Rows of box annotation data
------------------------------------------------------------

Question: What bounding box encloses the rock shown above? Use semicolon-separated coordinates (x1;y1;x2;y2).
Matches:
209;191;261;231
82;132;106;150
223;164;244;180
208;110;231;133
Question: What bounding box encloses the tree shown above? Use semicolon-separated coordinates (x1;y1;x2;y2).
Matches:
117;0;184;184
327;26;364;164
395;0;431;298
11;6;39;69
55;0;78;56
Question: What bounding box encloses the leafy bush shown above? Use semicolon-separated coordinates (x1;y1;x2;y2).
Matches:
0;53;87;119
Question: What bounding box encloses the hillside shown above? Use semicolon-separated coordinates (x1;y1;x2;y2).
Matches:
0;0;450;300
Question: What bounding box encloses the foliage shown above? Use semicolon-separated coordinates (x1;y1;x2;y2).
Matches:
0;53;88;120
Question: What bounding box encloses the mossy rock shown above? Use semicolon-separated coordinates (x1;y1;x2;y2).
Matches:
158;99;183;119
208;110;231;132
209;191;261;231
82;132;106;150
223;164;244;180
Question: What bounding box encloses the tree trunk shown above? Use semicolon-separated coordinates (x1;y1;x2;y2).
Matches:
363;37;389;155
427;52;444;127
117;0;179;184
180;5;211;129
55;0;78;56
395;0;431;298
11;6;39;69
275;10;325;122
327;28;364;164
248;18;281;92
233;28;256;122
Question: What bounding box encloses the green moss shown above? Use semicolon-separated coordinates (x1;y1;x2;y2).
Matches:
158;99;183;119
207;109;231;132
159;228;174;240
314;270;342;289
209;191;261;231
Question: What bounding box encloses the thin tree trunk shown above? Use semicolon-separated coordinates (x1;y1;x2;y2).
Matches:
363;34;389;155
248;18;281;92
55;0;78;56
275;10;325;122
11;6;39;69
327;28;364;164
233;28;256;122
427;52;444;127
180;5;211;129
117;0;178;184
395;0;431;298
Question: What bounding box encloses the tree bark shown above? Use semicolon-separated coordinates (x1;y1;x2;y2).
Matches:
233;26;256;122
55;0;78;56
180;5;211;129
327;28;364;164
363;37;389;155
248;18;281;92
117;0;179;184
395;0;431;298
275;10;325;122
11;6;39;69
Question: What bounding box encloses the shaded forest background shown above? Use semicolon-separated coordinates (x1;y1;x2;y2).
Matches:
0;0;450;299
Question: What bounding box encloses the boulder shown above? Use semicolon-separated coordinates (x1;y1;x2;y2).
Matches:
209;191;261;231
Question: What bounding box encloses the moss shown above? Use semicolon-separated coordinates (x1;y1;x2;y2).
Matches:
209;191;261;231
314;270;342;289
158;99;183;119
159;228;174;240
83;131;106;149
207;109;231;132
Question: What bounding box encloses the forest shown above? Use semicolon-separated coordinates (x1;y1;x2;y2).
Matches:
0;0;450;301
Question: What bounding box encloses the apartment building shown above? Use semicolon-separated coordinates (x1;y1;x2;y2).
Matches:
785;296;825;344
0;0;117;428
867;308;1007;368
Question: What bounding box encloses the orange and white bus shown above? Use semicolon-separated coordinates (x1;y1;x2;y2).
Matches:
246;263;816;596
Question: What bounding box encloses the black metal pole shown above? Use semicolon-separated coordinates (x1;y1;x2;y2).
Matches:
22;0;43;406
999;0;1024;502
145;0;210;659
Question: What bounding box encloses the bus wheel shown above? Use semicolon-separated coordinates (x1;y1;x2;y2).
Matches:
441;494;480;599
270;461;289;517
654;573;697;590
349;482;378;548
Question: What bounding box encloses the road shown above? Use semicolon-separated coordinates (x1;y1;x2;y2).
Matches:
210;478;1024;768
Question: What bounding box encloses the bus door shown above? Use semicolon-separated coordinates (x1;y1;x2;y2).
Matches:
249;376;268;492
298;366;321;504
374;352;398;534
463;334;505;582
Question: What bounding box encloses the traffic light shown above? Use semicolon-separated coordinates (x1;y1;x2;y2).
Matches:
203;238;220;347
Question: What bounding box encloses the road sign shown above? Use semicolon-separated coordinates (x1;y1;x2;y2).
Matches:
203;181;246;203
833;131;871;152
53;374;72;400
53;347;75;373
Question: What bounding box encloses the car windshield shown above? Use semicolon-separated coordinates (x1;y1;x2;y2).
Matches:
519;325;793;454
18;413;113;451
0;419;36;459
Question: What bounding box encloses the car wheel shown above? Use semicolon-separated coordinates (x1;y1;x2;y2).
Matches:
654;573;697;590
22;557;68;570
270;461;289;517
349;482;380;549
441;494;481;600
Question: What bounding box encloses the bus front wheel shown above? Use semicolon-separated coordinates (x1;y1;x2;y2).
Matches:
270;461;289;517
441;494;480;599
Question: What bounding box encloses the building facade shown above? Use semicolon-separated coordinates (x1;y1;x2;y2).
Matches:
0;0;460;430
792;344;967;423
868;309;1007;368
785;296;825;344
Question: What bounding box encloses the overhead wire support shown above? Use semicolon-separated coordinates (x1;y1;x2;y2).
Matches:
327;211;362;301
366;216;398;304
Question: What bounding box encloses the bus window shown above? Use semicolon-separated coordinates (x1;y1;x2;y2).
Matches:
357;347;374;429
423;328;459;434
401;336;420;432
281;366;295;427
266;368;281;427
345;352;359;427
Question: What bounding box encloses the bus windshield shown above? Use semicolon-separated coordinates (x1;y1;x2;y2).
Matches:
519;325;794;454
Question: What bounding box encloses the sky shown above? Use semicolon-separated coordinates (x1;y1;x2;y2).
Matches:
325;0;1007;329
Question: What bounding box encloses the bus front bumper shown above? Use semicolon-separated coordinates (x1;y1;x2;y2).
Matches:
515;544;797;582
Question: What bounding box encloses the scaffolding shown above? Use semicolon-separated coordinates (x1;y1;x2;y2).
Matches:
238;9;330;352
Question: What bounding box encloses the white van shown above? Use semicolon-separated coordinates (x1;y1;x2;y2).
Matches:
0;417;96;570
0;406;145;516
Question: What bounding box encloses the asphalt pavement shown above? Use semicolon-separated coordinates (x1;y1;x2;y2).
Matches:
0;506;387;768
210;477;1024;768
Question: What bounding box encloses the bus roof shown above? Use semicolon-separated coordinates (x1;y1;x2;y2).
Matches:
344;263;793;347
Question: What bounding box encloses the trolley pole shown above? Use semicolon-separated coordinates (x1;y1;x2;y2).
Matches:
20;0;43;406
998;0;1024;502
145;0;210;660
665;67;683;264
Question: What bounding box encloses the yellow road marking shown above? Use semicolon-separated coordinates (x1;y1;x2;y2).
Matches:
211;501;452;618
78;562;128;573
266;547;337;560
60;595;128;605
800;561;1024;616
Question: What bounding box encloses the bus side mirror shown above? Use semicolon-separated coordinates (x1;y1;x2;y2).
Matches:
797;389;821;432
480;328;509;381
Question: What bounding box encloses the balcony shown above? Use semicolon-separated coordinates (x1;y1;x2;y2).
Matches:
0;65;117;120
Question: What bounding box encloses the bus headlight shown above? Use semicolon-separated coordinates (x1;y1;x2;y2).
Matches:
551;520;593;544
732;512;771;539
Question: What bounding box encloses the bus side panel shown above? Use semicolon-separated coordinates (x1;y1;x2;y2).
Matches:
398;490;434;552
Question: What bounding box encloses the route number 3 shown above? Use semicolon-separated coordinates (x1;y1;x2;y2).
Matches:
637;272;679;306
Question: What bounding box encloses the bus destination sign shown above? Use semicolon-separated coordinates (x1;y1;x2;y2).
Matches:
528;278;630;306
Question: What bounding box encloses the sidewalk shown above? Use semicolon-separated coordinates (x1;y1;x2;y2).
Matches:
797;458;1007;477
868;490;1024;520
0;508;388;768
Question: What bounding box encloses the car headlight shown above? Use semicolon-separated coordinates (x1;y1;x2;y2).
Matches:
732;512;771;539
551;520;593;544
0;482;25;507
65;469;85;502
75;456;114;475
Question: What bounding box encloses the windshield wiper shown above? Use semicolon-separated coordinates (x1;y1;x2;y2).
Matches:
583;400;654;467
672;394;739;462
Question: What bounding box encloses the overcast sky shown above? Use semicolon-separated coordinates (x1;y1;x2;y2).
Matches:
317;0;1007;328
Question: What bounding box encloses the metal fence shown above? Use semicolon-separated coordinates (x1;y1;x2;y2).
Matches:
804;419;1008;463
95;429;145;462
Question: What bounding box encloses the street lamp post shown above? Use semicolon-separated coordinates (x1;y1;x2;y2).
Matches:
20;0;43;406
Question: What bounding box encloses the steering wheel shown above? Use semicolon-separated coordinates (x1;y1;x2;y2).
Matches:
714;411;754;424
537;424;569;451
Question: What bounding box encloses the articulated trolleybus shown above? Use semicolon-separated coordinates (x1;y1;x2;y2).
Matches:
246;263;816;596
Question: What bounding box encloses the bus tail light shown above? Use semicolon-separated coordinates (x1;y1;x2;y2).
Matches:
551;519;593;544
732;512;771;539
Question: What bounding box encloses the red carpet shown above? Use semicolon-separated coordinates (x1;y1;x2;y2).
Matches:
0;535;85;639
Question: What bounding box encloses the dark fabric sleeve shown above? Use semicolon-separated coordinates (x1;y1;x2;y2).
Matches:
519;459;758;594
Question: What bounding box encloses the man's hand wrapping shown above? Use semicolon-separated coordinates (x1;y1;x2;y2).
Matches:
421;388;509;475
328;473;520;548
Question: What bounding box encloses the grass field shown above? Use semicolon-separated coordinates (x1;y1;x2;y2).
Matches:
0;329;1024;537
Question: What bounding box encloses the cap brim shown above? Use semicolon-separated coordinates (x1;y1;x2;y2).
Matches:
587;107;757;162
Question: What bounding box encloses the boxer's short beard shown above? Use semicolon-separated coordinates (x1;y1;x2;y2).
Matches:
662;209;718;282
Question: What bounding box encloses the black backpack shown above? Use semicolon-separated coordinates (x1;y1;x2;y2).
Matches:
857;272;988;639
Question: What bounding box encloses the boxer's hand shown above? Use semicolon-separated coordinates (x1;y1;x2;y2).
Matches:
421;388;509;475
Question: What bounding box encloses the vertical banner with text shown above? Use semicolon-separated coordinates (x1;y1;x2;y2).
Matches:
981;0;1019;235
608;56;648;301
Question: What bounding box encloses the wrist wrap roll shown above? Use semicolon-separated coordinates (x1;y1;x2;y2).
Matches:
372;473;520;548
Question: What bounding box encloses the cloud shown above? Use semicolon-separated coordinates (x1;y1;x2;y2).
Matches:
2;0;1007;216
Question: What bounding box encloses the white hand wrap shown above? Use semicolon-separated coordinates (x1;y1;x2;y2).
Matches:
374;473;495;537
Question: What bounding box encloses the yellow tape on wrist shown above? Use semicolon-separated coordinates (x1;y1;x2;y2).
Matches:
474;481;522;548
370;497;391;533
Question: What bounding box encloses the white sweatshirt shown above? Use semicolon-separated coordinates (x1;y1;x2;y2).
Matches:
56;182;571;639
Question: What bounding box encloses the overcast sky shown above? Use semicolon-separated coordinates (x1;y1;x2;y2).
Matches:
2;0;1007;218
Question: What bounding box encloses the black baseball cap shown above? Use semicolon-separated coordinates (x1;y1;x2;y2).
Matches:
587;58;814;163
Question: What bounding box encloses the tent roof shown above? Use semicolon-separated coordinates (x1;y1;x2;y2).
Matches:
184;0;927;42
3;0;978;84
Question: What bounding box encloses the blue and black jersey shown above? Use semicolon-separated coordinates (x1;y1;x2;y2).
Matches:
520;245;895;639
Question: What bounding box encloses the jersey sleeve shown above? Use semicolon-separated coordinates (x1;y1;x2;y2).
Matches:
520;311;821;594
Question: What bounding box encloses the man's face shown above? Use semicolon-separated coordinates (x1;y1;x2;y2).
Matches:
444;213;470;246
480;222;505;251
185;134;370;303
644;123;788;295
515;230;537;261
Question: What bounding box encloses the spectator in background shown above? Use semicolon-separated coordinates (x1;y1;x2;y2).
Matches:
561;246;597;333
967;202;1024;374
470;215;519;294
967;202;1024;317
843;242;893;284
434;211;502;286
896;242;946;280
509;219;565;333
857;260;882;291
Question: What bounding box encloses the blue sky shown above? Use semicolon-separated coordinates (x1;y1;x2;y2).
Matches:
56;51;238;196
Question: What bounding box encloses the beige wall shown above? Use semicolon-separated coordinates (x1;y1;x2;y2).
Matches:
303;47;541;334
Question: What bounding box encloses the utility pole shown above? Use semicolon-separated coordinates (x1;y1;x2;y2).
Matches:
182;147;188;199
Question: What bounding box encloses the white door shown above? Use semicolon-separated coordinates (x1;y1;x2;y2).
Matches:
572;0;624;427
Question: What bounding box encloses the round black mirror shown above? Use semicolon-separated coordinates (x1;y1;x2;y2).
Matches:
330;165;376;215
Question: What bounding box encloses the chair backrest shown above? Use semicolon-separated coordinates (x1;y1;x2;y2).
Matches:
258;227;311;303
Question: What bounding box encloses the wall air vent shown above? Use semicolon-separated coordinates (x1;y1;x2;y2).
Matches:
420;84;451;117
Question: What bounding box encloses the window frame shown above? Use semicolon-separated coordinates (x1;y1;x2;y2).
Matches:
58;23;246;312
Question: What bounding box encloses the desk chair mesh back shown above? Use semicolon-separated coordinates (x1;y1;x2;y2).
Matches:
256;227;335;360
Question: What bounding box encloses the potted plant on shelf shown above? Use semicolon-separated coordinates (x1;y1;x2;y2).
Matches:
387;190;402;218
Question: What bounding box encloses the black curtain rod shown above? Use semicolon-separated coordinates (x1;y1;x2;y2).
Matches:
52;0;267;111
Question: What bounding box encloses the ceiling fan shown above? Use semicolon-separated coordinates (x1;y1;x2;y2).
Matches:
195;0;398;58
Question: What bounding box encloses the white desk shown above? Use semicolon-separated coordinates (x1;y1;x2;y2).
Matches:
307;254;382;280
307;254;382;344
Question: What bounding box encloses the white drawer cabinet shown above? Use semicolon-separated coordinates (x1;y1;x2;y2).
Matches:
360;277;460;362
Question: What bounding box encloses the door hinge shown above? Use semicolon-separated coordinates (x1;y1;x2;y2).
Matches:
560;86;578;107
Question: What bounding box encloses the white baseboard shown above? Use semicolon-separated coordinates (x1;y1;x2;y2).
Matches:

------------------------------------------------------------

» **PROBLEM DETAILS**
Copy out the entries word for word, starting at the first line and continuing through the line containing "0;53;88;120", with that line included.

» **RESULT OF THIS TASK**
Question: What bounding box encloses the rock shown above? Use semicolon-separated coordinates (x1;y1;x2;y2).
Matches:
209;191;261;231
82;132;106;150
223;164;244;180
208;110;231;133
Question: What bounding box encloses the tree shown above? Use semicolon-separated coordinates (x1;y1;x2;y2).
Matches:
117;0;184;184
327;26;364;164
395;0;431;298
11;6;39;69
55;0;78;56
Question: What bounding box encloses the leafy bush shown above? Use semicolon-separated coordinates (x1;y1;x2;y2).
Matches:
0;53;87;119
Question: What bounding box encloses the hillside shown above? Use semicolon-separated coordinates (x1;y1;x2;y2).
Matches:
0;0;450;300
Question: What bounding box encloses the foliage shown above? Use semicolon-separated coordinates (x1;y1;x2;y2).
Matches:
0;53;88;120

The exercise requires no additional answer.